• [Exercise brief]:
Substitute "cracked" for "weathered" in the records starting at the line containing "[locate] weathered stone surface" and ending at the line containing "Target: weathered stone surface". Return only those lines, with everything else unchanged.

• [Dataset rows]:
==========

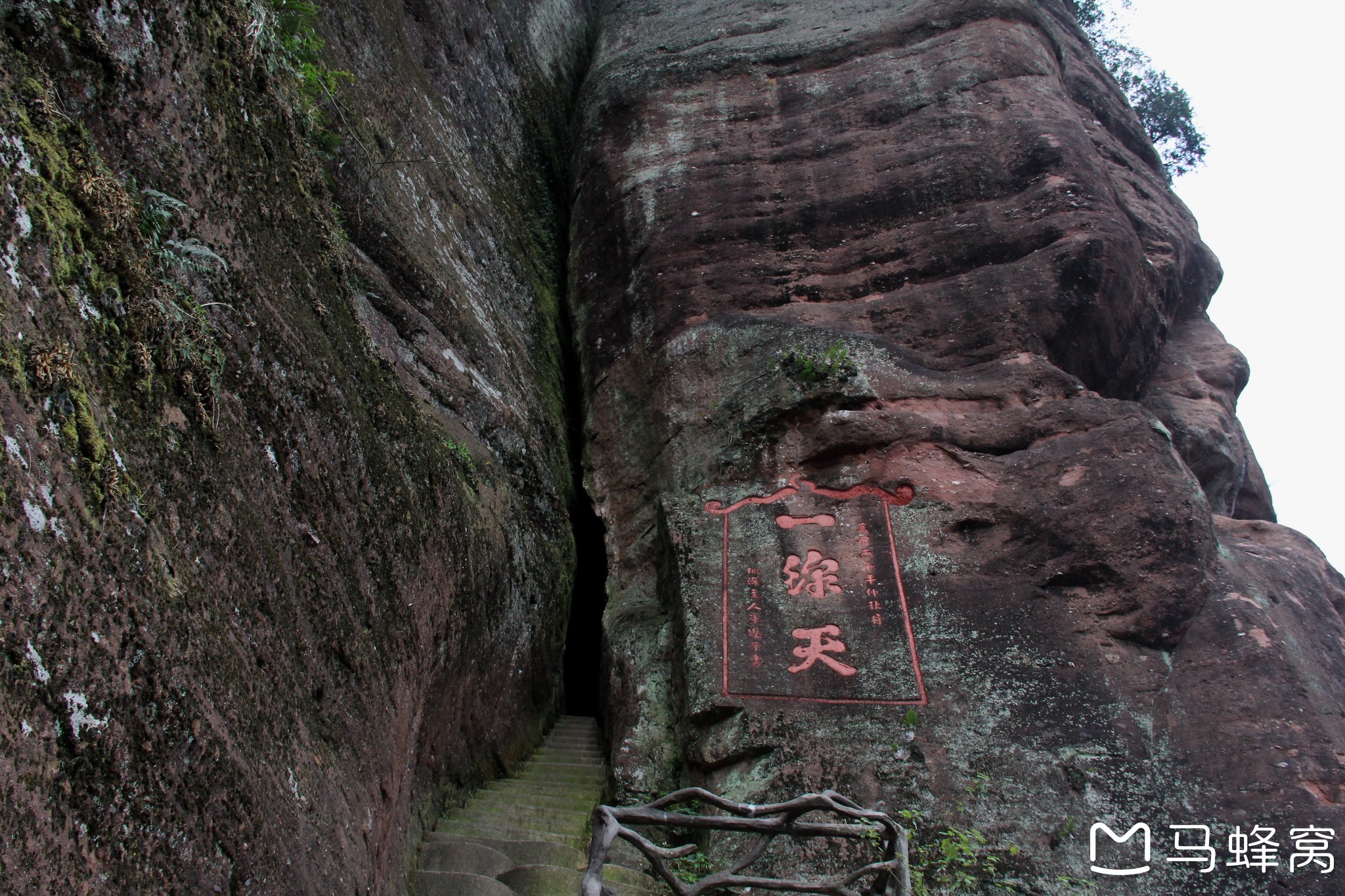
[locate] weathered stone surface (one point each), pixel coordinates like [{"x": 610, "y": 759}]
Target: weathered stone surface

==========

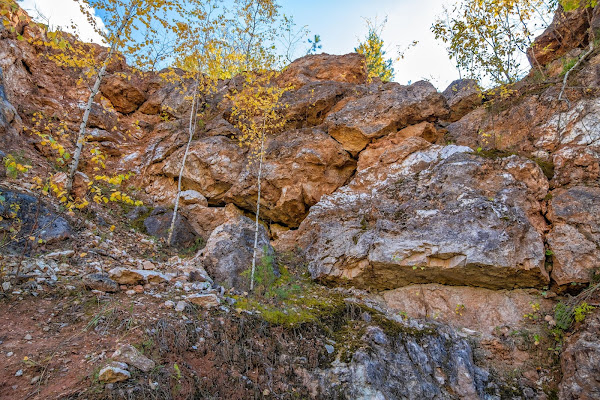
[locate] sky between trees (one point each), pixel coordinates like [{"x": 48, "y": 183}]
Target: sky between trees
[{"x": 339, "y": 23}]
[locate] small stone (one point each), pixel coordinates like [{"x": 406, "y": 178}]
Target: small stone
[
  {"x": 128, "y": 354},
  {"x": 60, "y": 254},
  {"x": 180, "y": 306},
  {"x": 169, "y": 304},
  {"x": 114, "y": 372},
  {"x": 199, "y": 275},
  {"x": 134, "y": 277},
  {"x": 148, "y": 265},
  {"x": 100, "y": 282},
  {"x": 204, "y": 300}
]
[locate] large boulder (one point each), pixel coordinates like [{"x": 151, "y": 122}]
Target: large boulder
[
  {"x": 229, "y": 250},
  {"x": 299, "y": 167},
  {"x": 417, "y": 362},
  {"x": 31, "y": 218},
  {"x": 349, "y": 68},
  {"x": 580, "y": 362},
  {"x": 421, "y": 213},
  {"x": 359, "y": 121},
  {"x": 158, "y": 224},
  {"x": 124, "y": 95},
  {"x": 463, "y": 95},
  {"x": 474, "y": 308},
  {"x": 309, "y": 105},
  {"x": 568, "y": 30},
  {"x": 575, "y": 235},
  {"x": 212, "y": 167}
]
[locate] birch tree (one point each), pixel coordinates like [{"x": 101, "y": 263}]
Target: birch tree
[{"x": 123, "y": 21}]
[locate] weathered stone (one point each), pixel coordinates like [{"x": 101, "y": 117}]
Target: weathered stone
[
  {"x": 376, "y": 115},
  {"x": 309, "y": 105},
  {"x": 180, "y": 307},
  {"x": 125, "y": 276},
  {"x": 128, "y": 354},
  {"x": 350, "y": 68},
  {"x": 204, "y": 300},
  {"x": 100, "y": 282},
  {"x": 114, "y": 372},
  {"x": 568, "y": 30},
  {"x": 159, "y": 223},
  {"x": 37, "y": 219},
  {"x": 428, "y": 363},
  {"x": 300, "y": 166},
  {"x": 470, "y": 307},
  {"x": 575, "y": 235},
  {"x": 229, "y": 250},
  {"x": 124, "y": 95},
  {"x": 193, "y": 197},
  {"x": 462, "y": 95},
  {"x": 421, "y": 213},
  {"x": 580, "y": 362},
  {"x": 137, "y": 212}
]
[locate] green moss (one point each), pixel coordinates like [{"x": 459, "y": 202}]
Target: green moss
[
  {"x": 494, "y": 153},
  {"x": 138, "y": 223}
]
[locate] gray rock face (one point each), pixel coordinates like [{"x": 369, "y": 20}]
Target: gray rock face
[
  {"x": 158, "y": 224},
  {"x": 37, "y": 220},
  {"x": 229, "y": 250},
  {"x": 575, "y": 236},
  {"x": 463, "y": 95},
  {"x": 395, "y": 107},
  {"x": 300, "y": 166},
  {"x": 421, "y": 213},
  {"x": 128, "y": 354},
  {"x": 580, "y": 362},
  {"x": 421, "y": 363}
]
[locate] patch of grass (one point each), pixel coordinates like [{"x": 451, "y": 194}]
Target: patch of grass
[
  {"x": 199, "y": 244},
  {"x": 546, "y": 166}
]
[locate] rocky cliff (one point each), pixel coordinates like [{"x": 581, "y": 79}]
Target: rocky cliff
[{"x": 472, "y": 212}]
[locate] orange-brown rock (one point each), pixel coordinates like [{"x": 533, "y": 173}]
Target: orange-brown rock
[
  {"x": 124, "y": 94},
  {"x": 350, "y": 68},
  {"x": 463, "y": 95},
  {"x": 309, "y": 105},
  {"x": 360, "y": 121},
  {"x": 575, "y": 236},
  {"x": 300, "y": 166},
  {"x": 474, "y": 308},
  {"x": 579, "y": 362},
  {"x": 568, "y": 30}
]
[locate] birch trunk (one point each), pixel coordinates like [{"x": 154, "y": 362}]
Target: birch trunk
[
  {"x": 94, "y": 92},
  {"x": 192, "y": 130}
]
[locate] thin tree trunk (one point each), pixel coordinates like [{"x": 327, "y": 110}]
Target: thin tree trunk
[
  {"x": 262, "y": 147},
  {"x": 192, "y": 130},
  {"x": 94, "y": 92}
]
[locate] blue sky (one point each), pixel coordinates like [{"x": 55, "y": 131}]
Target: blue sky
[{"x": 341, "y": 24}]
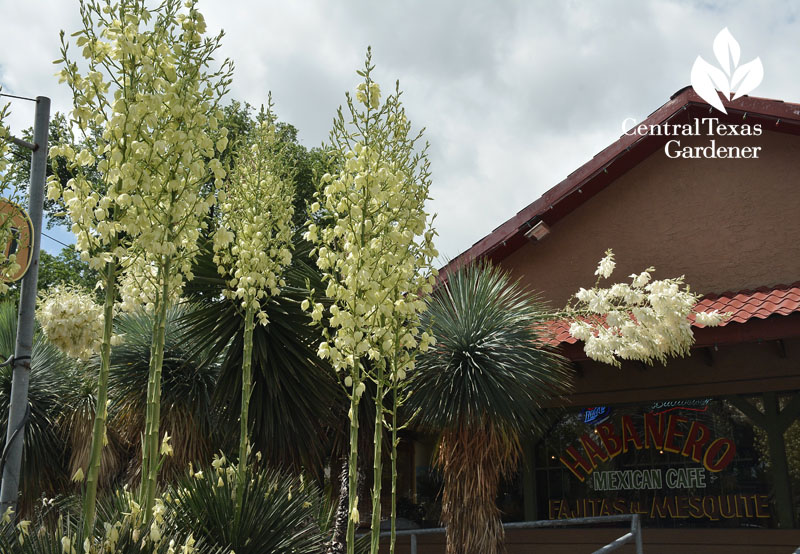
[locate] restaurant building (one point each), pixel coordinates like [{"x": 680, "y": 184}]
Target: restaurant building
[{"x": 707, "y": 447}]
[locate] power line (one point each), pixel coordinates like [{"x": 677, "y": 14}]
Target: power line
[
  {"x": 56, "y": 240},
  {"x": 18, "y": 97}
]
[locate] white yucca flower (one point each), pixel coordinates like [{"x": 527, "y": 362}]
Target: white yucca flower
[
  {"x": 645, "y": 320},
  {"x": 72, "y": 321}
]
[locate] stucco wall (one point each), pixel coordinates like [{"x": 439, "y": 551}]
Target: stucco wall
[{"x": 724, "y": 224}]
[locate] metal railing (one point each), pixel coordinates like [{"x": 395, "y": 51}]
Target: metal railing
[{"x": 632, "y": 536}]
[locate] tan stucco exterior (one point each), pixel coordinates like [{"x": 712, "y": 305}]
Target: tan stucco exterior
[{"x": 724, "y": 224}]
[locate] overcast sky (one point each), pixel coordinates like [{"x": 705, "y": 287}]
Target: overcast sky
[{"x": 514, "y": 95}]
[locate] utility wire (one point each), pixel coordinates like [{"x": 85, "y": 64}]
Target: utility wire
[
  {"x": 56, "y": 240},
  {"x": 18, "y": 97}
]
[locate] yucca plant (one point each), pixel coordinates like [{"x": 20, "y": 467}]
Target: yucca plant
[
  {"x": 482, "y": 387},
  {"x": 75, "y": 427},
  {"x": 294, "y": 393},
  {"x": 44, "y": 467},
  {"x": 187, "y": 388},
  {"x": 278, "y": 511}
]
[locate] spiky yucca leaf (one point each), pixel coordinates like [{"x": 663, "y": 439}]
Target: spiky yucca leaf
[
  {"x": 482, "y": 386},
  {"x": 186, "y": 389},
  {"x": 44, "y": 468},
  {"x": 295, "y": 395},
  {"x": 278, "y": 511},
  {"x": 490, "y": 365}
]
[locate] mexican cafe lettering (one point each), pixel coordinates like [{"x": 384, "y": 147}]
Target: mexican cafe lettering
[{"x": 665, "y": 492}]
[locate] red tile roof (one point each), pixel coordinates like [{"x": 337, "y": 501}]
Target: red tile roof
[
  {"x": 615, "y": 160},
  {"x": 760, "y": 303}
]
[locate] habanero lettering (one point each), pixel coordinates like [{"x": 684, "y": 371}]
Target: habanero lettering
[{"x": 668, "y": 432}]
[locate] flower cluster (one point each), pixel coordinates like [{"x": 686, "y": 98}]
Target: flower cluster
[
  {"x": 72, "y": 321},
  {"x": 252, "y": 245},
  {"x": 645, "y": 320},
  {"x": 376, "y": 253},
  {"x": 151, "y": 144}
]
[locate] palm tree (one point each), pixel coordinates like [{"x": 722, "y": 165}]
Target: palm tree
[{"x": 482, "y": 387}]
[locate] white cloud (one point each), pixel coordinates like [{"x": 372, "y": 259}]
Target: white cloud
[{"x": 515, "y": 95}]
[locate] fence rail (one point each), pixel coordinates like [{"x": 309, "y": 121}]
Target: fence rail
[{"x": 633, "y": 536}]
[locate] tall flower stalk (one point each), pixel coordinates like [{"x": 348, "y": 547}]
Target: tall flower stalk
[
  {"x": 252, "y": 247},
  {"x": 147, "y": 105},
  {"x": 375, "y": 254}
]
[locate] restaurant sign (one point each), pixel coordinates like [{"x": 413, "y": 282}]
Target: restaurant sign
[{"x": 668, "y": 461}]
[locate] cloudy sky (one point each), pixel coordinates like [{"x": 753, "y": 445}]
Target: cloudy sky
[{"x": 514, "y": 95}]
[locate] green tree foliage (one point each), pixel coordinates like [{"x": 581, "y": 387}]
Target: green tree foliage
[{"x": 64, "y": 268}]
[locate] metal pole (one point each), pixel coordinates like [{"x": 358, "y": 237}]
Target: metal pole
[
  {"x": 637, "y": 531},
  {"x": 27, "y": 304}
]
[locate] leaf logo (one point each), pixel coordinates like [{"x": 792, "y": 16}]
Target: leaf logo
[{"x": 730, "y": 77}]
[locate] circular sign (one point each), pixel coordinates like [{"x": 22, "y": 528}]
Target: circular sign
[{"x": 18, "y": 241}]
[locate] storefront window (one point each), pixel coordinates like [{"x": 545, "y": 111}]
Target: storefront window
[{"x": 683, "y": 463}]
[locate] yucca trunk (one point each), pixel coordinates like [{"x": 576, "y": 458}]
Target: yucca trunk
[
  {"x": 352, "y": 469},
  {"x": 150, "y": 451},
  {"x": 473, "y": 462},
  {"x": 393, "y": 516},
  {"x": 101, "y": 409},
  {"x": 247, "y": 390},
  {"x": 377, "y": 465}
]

==========

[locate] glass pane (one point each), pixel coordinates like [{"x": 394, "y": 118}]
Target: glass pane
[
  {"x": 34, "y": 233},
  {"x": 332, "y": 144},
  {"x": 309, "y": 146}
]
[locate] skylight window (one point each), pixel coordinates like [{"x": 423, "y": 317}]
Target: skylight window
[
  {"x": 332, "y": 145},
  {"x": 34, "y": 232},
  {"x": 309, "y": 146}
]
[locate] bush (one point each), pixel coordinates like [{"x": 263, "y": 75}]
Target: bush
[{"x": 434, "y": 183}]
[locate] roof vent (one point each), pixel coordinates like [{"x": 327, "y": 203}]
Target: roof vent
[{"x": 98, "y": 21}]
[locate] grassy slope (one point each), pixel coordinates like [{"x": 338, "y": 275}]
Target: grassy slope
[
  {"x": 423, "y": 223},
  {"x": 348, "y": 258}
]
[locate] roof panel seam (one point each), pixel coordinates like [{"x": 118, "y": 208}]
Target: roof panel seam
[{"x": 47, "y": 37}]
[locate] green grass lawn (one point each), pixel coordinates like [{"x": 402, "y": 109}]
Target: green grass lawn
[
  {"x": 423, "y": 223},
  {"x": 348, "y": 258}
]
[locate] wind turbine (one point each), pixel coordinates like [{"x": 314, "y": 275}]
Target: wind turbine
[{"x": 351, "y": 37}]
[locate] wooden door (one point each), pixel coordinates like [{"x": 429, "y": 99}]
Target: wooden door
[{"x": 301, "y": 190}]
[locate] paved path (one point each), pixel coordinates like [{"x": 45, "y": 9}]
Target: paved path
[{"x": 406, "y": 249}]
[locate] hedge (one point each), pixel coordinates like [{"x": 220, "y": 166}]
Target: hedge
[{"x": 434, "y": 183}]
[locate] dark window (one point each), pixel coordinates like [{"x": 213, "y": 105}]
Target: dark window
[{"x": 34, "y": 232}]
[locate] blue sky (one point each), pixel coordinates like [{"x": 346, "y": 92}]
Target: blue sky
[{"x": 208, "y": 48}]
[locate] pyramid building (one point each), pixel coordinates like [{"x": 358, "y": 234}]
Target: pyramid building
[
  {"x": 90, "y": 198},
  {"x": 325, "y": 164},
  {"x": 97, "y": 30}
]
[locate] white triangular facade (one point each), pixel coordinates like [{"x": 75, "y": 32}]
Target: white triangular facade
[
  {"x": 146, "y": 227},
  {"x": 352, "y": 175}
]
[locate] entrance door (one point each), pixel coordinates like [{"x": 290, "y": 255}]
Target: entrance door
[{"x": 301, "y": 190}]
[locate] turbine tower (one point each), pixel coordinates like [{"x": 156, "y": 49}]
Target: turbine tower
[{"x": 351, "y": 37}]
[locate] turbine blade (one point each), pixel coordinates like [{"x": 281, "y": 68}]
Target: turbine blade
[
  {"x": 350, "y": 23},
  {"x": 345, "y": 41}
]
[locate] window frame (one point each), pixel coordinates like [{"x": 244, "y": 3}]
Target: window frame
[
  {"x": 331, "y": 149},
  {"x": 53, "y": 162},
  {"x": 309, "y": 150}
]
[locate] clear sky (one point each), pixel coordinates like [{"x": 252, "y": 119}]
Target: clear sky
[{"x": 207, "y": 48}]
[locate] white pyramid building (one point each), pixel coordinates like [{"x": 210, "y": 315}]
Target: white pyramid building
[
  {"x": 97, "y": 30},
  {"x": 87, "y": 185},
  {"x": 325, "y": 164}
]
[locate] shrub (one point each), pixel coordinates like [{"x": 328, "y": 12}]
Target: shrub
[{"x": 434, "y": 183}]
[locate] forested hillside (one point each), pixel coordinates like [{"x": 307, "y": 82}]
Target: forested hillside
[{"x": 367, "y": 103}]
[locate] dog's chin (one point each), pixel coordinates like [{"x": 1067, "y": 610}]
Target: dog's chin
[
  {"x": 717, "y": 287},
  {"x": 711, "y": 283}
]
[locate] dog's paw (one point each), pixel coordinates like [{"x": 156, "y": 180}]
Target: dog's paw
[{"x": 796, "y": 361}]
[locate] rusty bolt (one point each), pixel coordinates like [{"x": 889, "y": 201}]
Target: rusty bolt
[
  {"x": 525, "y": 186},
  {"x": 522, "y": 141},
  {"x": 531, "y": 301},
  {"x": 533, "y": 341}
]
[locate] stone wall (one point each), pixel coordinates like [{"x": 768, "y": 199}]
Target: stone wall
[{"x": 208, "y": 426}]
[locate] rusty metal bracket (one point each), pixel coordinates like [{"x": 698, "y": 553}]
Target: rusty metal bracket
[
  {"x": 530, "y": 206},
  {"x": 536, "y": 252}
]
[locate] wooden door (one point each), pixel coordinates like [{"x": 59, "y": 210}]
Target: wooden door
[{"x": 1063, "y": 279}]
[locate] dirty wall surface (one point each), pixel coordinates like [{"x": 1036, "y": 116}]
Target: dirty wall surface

==========

• [Answer to the task]:
[locate] cracked stone surface (one point each), pixel coordinates like [{"x": 610, "y": 759}]
Target: cracked stone surface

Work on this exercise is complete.